_課題 A_
記録の先頭から「[[657, 252]]」を含む行までを、両端の行も含めて一字も変えずに引用してください。

======

ここで、図2(a)に示すように、内部導体2の厚み(d)とするとき、同軸2重モード共振器の無負荷Q(Qu)は、内部導体2の厚み(d)に応じて変化する。したがって、内部導体2の厚み(d)は、同軸2重モード共振器で必要とされる無負荷Q(Qu)に応じて、適宜最適な値に設定する必要がある。
【0014】
以上説明したように、本実施例の同軸2重モード共振器によれば、従来の半同軸共振器よりも、低姿勢化、小型化を図ることが可能となる。即ち、従来の半同軸共振器は、円柱状の内部導体を用いることが一般的であるが、円柱内部は無駄なスペースが発生する。これに対して、本実施例の同軸2重モード共振器では、平板状の内部導体2を用いることで、無駄なスペースを最小限にすることができるので、従来の半同軸共振器よりも、低姿勢化、小型化を図ることが可能となるとともに、構造が簡単であるので、低コスト化を図ることも可能となる。さらに、本実施例では、内部導体2の縦横方向の寸法を各共振周波数に合わせることで、2重縮退を可能として、小型化を図ることが可能となる。
また、前述の特許文献1に記載されている多重モードの共振器では、内導体ブロックを使用するために、低姿勢化を図ることは困難であるが、本実施例の同軸2重モード共振器によれば、平板状の内部導体2を用いることで、無駄なスペースを最小限にすることができるので、特許文献1に記載の多重モードの共振器よりも、低姿勢化を図ることが可能となる。

======

_課題 B_
同軸2重モード共振器の文章のうち、「ここで、図2(a)に示すよう」から「勢化を図ることが可能となる。」までを、手を加えずにそのまま書き出してください。

======

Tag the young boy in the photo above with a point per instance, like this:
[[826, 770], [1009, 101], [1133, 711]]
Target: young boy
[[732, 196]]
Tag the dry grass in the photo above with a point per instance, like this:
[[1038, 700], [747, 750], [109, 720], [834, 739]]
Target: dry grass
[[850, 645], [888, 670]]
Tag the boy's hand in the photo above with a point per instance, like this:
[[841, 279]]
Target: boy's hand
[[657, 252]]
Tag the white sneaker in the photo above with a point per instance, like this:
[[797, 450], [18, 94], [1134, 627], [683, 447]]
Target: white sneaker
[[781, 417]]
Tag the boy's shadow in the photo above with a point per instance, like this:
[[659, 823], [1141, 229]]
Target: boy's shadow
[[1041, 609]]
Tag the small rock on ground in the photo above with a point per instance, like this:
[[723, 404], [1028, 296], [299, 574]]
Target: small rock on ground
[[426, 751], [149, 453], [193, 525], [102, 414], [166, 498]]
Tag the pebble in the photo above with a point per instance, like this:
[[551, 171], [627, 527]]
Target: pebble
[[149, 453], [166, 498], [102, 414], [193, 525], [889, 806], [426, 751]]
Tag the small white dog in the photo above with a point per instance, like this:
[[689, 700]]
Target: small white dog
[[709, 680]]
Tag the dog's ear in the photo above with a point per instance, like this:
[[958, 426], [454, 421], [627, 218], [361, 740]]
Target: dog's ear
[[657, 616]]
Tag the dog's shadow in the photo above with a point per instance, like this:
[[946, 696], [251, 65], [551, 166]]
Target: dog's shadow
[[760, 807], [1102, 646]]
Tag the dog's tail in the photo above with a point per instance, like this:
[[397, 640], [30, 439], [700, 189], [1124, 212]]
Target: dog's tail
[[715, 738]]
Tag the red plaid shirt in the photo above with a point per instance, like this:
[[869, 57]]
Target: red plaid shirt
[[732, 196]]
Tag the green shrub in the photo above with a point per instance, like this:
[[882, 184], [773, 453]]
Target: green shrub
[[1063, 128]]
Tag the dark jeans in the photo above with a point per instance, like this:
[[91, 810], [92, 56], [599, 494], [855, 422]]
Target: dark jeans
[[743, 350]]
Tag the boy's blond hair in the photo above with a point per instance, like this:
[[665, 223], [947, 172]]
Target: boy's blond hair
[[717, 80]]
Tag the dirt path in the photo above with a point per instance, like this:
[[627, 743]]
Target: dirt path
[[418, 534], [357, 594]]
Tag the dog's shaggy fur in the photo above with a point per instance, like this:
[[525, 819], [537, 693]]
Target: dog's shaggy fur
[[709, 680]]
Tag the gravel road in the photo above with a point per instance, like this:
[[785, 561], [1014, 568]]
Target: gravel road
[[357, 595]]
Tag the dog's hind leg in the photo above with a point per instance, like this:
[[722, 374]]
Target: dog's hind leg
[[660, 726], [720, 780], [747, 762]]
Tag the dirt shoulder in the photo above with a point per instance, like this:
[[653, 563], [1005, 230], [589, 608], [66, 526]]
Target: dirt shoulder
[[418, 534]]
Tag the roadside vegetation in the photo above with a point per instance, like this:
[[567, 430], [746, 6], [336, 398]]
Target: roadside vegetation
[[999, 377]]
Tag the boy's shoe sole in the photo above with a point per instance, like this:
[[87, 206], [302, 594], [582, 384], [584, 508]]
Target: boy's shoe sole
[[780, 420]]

======

_解答全文 A_
Tag the young boy in the photo above with a point per instance, like this:
[[826, 770], [1009, 101], [1133, 711]]
Target: young boy
[[732, 196]]
Tag the dry grass in the photo above with a point per instance, like this:
[[1038, 700], [747, 750], [109, 720], [834, 739]]
Target: dry grass
[[850, 645], [888, 670]]
Tag the boy's hand in the photo above with a point per instance, like this:
[[841, 279]]
Target: boy's hand
[[657, 252]]

_解答全文 B_
ここで、図2(a)に示すように、内部導体2の厚み(d)とするとき、同軸2重モード共振器の無負荷Q(Qu)は、内部導体2の厚み(d)に応じて変化する。したがって、内部導体2の厚み(d)は、同軸2重モード共振器で必要とされる無負荷Q(Qu)に応じて、適宜最適な値に設定する必要がある。
【0014】
以上説明したように、本実施例の同軸2重モード共振器によれば、従来の半同軸共振器よりも、低姿勢化、小型化を図ることが可能となる。即ち、従来の半同軸共振器は、円柱状の内部導体を用いることが一般的であるが、円柱内部は無駄なスペースが発生する。これに対して、本実施例の同軸2重モード共振器では、平板状の内部導体2を用いることで、無駄なスペースを最小限にすることができるので、従来の半同軸共振器よりも、低姿勢化、小型化を図ることが可能となるとともに、構造が簡単であるので、低コスト化を図ることも可能となる。さらに、本実施例では、内部導体2の縦横方向の寸法を各共振周波数に合わせることで、2重縮退を可能として、小型化を図ることが可能となる。
また、前述の特許文献1に記載されている多重モードの共振器では、内導体ブロックを使用するために、低姿勢化を図ることは困難であるが、本実施例の同軸2重モード共振器によれば、平板状の内部導体2を用いることで、無駄なスペースを最小限にすることができるので、特許文献1に記載の多重モードの共振器よりも、低姿勢化を図ることが可能となる。